Messe de la fête de l’Epiphanie

 

Abbé Roland Udry, à l’aumônerie de l’Hôpital de Sion, le 6 janvier 2002

Lectures bibliques : Isaïe 60, 1-6; Matthieu 2, 1-12

La naissance du Christ à Bethléem, événement capital pour l’histoire de l’humanité, va passer inaperçue pour la ville encombrée par le recensement. Un enfant de plus, né au hasard d’un déplacement, pour un peuple nomade, quoi d’extraordinaire !
La ville de Jérusalem, la capitale, l’ignore aussi. Pourtant, il y avait des prêtres et des scribes experts en Saintes Ecritures connaissant bien les prophéties. Et l’événement se passe à quelques km de la ville. Il faudra l’arrivée d’un cortège singulier, pour mettre en émoi le palais royal d’Hérode.
L’évangile de ce jour nous parle de mages venus d’Orient qui demandent : « Où est le Roi des juifs qui vient de naître ? Nous avons vu se lever son étoile en Orient et nous sommes venus pour l’adorer. »
On ne les attendait pas. Ils ont dû faire sensation. Nous imaginons volontiers un cortège haut en couleurs avec chameaux ou dromadaires. Etait-ce vraiment des rois ? L’évangéliste Matthieu nous dit simplement des Mages, c’est-à-dire des savants, peut-être des astronomes de Babylone, puisqu’ils ont vu une étoile se lever.
Pour notre confort intellectuel, nous aimerions bien savoir ce que signifie cette mystérieuse étoile, à quelles observations astronomiques elle correspond.

**Données fournies:**
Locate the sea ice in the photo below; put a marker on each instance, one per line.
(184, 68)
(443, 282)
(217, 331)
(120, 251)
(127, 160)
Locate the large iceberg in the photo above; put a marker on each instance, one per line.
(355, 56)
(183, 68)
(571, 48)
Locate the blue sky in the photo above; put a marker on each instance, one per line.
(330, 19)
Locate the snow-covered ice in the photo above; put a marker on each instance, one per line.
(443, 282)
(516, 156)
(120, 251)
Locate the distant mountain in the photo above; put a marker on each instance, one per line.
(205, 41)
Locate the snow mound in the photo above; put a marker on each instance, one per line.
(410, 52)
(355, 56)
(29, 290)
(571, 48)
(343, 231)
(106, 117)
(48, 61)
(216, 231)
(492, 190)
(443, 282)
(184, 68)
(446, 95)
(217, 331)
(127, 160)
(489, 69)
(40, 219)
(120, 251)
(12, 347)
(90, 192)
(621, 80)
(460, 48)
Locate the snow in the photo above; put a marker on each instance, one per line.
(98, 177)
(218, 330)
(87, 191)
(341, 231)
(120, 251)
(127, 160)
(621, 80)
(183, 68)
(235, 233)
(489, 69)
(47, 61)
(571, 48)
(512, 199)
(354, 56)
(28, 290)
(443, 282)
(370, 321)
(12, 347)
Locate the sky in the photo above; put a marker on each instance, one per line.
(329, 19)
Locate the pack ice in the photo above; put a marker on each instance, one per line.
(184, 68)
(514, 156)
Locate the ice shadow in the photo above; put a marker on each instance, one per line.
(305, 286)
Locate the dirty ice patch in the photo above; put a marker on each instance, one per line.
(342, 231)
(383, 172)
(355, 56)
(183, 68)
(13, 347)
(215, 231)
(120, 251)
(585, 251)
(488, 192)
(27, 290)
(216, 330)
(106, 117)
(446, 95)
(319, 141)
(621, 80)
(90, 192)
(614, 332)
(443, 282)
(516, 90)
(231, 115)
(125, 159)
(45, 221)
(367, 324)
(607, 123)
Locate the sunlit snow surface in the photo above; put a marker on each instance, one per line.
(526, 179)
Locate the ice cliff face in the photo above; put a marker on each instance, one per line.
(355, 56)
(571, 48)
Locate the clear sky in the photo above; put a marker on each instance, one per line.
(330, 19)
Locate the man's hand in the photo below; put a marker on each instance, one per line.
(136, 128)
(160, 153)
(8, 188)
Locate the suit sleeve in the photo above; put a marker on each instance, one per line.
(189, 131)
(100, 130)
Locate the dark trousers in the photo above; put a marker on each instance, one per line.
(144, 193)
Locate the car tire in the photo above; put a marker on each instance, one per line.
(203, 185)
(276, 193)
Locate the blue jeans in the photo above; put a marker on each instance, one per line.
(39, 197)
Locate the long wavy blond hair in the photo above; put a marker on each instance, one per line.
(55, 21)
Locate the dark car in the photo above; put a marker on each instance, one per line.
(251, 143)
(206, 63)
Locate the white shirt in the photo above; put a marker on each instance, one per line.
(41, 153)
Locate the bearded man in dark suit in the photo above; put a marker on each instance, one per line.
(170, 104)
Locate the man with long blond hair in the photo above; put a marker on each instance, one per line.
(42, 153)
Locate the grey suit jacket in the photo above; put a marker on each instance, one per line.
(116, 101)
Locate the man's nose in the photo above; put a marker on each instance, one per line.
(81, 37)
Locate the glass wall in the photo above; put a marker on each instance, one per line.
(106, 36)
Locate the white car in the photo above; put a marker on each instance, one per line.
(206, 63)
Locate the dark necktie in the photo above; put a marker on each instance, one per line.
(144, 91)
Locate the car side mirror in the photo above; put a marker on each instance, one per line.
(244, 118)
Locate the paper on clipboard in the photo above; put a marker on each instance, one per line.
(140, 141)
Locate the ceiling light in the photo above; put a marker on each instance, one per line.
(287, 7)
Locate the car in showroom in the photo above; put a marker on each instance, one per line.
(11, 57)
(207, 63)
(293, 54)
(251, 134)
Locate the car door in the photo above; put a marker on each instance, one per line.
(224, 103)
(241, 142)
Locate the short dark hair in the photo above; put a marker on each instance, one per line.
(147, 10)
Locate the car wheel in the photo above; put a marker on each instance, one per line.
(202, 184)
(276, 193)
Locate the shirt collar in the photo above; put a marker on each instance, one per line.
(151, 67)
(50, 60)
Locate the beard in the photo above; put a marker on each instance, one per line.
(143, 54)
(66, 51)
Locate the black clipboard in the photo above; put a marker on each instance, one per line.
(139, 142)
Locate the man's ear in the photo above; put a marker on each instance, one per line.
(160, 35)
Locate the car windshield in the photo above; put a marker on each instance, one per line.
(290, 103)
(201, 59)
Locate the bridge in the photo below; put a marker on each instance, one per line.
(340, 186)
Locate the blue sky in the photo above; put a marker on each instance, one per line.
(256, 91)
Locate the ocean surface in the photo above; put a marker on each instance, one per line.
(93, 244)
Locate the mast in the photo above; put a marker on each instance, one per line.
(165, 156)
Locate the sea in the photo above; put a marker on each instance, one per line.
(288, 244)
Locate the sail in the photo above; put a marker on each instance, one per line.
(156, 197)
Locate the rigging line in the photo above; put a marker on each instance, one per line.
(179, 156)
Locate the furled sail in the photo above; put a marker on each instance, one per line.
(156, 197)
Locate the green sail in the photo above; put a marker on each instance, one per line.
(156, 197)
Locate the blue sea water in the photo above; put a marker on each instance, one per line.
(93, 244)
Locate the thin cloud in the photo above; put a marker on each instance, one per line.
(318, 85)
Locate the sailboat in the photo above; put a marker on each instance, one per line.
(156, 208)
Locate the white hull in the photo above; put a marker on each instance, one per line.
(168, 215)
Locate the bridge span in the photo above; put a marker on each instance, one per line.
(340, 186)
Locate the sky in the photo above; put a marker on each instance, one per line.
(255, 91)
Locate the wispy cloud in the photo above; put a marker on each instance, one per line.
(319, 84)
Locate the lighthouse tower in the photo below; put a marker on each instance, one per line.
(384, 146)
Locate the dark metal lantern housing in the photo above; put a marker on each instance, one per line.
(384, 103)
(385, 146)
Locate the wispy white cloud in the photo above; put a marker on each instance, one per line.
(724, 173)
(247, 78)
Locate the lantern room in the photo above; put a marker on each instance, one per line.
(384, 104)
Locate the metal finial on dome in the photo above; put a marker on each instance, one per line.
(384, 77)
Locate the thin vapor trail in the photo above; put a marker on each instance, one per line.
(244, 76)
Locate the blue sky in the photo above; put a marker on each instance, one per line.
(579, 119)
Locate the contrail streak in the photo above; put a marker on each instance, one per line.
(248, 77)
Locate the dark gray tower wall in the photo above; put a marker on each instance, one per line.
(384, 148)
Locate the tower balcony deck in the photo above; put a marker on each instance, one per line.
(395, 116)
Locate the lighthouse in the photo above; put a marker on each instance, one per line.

**Exercices:**
**A.** Recopiez le passage du texte sur l'Épiphanie compris entre « Lectures bibliques : Isaïe » et « quoi d’extraordinaire ! », bornes incluses.
**B.** Selon le texte sur l'Épiphanie, où l'abbé Roland Udry a-t-il célébré cette messe ?

**Réponses par exercice:**
**A.**
Lectures bibliques : Isaïe 60, 1-6; Matthieu 2, 1-12

La naissance du Christ à Bethléem, événement capital pour l’histoire de l’humanité, va passer inaperçue pour la ville encombrée par le recensement. Un enfant de plus, né au hasard d’un déplacement, pour un peuple nomade, quoi d’extraordinaire !

**B.** À l'aumônerie de l'Hôpital de Sion.